## PROBLEM DETAILS
Report the tally of lines featuring the word "every" in the entries below, without anything else.

====

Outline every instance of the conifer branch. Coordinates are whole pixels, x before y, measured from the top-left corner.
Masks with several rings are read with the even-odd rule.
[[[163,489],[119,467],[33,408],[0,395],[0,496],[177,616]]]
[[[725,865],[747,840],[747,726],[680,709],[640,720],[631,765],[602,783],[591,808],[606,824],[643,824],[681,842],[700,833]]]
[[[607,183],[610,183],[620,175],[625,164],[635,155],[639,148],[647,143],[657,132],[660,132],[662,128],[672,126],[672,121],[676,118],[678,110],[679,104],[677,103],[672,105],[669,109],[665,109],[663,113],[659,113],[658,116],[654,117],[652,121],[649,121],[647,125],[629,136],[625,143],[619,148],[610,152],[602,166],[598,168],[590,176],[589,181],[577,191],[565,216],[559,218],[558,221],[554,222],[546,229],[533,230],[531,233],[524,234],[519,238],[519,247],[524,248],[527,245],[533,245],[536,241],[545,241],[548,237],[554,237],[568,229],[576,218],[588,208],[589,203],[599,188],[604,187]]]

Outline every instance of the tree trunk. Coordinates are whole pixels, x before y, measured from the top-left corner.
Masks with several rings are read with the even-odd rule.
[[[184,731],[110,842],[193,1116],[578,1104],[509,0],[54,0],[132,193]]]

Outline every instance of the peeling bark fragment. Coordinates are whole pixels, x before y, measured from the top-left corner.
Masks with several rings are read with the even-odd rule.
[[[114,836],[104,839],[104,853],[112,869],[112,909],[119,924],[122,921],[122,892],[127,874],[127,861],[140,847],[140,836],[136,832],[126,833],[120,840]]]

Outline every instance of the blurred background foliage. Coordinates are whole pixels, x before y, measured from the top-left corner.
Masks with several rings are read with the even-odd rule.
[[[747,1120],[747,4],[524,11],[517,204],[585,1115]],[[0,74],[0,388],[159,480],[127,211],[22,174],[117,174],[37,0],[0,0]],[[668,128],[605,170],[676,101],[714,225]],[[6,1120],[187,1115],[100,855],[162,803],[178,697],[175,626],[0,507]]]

====

## SOLUTION FOR THIS EXERCISE
4